-------- SUPPLIED RECORDS

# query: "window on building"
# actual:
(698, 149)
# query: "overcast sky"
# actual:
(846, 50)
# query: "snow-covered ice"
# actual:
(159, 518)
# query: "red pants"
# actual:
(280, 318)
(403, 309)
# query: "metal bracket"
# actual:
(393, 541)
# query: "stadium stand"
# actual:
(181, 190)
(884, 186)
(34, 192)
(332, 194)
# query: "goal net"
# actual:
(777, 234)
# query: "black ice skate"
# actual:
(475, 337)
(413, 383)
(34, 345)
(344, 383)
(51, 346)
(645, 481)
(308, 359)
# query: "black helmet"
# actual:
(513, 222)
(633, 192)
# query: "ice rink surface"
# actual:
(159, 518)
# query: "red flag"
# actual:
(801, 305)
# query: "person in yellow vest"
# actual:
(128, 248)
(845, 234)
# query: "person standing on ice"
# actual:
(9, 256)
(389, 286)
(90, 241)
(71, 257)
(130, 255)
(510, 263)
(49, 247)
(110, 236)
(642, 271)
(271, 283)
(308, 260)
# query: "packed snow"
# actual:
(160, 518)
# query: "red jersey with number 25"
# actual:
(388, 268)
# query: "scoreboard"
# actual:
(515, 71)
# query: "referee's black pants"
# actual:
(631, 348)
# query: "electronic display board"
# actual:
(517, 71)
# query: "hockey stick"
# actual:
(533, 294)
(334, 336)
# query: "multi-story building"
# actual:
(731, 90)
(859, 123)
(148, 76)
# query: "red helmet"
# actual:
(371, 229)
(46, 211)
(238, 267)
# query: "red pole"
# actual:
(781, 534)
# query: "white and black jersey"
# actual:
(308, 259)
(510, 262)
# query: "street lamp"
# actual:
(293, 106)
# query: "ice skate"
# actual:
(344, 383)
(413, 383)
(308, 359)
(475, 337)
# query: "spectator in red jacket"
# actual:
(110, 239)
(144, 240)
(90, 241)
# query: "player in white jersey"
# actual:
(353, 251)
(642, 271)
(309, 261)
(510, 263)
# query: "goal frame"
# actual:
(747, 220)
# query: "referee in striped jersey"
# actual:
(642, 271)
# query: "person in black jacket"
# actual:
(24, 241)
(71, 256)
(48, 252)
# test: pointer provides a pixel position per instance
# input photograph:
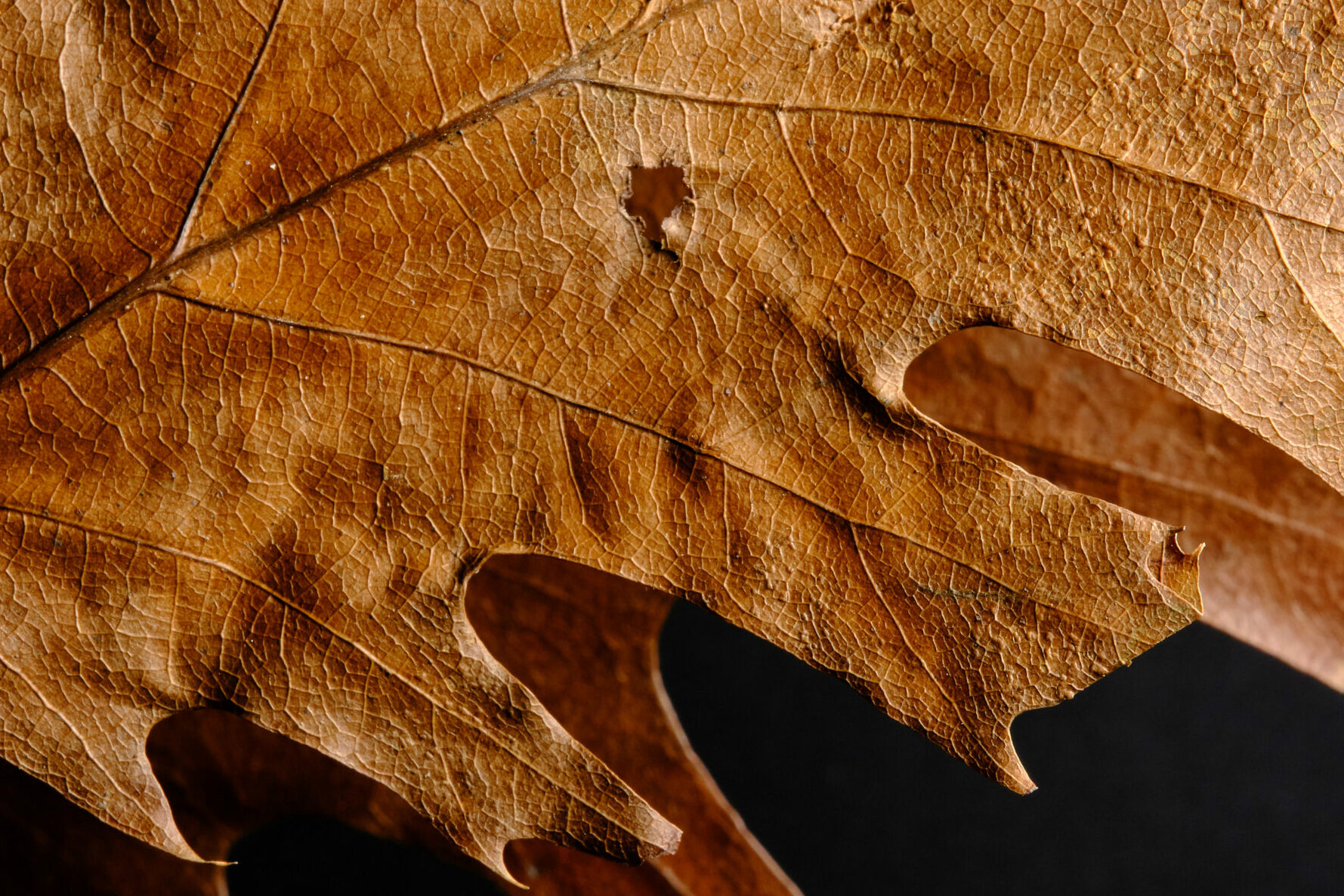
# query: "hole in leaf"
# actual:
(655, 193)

----------------
-------- SUPPLIED RECORDS

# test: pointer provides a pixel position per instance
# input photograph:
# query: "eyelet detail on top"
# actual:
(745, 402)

----------------

- GIVEN PROBLEM
Tally the lines in the entries above that contain the string "white", matching case exactly. Give only the number.

- TASK RESULT
2